**Set exercise:**
Reproduce exactly, with no other output, every line of the data below from the line containing "If you could mark the arched" to the end, inclusive.

**Records provided:**
###

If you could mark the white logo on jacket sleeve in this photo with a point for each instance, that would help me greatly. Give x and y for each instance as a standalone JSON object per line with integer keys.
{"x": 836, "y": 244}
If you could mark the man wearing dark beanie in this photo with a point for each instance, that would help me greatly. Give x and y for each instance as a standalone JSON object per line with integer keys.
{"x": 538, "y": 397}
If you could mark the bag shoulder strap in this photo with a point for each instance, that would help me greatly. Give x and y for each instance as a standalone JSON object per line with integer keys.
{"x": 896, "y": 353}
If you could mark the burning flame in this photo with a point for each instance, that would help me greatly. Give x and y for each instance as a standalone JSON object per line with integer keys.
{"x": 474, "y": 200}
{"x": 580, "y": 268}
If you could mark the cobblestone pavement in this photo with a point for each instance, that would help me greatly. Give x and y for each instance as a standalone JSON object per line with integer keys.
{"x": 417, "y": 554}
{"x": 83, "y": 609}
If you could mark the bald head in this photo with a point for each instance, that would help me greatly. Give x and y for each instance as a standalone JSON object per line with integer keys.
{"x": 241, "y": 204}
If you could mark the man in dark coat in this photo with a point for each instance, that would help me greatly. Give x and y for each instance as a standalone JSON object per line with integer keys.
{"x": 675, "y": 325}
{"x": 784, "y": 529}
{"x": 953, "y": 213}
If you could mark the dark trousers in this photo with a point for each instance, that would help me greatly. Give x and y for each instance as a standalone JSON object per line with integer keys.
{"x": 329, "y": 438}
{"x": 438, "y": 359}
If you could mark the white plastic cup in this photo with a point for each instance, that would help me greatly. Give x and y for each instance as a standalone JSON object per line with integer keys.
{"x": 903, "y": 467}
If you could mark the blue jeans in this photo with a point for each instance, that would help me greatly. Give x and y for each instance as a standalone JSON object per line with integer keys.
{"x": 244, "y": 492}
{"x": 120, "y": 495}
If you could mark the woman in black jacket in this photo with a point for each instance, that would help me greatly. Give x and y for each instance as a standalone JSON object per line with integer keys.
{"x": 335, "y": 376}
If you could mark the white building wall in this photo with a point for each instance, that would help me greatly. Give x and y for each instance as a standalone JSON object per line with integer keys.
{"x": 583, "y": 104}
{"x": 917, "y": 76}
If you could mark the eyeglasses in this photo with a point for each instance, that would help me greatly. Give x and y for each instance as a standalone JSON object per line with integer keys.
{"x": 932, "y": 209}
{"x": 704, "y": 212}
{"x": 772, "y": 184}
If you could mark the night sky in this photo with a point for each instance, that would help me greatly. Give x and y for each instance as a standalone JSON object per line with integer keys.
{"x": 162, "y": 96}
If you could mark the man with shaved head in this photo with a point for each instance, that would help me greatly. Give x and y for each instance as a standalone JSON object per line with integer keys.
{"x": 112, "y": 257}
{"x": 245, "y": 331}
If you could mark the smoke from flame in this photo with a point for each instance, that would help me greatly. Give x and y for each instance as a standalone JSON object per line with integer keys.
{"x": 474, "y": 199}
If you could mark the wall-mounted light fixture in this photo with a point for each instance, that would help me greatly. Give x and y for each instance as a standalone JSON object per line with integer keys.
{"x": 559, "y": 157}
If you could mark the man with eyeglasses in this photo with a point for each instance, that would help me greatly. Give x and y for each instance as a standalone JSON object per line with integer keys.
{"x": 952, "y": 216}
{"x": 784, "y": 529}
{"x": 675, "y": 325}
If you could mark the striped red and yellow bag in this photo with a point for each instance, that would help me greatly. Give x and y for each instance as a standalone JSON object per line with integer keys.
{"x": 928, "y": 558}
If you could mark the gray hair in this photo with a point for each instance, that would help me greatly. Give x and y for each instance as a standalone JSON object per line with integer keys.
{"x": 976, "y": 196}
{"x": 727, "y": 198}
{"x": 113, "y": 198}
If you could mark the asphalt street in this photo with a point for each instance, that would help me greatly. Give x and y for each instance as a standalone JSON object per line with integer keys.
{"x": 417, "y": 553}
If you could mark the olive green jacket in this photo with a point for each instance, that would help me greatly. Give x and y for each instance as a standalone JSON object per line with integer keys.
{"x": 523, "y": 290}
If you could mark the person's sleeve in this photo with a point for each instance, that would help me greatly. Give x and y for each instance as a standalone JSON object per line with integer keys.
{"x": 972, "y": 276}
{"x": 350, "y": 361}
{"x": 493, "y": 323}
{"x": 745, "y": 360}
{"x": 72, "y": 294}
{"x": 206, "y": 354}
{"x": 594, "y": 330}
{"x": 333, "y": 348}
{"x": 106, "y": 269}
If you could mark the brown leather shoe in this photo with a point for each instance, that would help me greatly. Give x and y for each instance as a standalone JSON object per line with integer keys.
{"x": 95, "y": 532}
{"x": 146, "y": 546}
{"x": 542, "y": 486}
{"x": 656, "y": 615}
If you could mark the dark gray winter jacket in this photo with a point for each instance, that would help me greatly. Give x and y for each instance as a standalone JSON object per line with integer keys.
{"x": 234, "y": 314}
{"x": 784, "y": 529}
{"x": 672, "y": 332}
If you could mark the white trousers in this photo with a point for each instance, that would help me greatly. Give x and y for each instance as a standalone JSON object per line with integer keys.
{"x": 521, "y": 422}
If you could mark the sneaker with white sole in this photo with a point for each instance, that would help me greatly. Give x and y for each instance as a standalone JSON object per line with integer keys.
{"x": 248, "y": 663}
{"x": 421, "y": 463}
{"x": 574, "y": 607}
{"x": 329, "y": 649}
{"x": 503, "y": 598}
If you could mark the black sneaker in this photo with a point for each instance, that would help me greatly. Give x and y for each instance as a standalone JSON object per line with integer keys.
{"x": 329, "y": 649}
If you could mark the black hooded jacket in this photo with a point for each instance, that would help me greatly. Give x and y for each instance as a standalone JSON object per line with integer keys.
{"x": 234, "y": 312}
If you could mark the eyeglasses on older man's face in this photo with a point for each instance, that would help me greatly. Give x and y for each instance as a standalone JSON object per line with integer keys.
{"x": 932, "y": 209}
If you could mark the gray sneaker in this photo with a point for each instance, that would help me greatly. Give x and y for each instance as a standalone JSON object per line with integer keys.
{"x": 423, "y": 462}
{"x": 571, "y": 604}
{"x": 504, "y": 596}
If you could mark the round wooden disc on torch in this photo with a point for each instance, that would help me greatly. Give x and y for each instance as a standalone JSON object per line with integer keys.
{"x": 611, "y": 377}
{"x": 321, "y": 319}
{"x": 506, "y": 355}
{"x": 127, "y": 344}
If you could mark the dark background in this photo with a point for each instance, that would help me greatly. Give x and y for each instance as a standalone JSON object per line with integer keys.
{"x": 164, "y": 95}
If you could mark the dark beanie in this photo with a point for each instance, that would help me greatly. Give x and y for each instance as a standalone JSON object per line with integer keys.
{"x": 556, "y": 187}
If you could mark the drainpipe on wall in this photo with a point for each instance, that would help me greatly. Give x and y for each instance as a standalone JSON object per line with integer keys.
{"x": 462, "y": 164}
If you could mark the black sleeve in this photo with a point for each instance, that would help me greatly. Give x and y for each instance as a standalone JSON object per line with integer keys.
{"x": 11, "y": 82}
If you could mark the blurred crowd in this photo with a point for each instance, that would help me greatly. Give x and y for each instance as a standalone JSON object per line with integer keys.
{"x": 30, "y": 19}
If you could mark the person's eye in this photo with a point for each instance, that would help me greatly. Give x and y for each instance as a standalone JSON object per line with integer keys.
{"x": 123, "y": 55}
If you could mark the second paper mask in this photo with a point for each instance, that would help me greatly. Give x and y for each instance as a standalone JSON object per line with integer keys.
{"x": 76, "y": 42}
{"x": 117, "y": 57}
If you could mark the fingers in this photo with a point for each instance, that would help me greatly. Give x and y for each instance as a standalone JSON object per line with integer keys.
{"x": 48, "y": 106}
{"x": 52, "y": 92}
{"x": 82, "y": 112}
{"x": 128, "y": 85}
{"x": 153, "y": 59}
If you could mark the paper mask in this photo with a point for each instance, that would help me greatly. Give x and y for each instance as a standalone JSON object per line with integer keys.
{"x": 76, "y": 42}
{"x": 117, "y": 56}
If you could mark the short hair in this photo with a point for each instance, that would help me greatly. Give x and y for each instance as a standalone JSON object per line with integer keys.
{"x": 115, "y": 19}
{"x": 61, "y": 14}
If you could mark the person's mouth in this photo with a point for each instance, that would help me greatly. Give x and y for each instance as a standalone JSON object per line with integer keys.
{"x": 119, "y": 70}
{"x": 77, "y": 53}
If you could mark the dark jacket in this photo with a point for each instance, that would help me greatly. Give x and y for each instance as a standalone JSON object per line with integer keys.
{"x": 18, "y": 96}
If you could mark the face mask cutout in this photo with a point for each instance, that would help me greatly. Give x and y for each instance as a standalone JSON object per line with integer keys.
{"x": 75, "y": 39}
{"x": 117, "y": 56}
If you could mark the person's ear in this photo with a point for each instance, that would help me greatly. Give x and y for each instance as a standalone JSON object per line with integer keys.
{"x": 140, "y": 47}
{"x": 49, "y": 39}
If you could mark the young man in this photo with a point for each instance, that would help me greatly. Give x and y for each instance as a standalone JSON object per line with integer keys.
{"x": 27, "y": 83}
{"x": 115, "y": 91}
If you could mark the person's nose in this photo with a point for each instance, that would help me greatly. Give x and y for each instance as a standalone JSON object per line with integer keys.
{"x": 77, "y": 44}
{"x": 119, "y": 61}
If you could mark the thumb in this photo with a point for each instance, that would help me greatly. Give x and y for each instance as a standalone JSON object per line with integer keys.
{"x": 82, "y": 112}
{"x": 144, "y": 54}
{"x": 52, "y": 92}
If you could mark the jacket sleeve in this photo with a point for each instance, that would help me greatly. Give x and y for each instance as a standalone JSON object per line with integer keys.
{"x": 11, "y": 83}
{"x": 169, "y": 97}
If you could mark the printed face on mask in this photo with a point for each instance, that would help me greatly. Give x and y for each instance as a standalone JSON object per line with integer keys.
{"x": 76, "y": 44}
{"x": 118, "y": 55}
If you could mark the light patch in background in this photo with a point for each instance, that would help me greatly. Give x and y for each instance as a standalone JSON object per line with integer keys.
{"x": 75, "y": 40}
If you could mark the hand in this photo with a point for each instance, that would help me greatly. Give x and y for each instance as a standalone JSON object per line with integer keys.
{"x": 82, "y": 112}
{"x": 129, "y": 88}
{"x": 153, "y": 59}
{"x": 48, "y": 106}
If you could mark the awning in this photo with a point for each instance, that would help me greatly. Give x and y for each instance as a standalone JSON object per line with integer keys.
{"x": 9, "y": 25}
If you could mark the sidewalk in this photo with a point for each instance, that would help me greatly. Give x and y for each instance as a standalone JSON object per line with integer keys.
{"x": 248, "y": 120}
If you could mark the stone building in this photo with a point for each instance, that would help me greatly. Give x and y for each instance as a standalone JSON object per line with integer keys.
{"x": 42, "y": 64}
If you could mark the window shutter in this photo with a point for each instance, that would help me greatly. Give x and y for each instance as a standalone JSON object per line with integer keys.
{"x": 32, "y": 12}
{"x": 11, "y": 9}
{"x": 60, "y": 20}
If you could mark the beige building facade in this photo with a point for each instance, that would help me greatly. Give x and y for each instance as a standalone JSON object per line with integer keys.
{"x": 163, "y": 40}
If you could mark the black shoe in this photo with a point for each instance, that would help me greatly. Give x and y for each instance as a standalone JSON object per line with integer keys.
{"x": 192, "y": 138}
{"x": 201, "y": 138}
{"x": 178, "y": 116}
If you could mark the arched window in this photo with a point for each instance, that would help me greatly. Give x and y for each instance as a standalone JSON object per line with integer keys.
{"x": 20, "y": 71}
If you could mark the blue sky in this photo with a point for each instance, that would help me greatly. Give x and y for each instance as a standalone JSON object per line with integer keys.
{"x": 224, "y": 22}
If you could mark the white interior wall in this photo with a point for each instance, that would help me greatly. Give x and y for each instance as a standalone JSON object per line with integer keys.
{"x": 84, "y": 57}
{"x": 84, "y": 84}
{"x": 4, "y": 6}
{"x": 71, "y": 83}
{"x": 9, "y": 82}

###

**Task response:**
If you could mark the arched window in this photo with a point for each instance, that would help me greatly. Give x and y for each instance as a standalone JSON object per line with integer keys.
{"x": 20, "y": 71}
If you could mark the blue sky in this photo with a point for each instance, that would help me greatly. Give x and y for each instance as a standalone JSON object per line with integer keys.
{"x": 224, "y": 22}
If you could mark the white interior wall in this photo with a point for each instance, that would help me greatly. Give x and y for each instance as a standalone JSON object per line with integer keys.
{"x": 84, "y": 57}
{"x": 84, "y": 84}
{"x": 4, "y": 6}
{"x": 71, "y": 83}
{"x": 9, "y": 82}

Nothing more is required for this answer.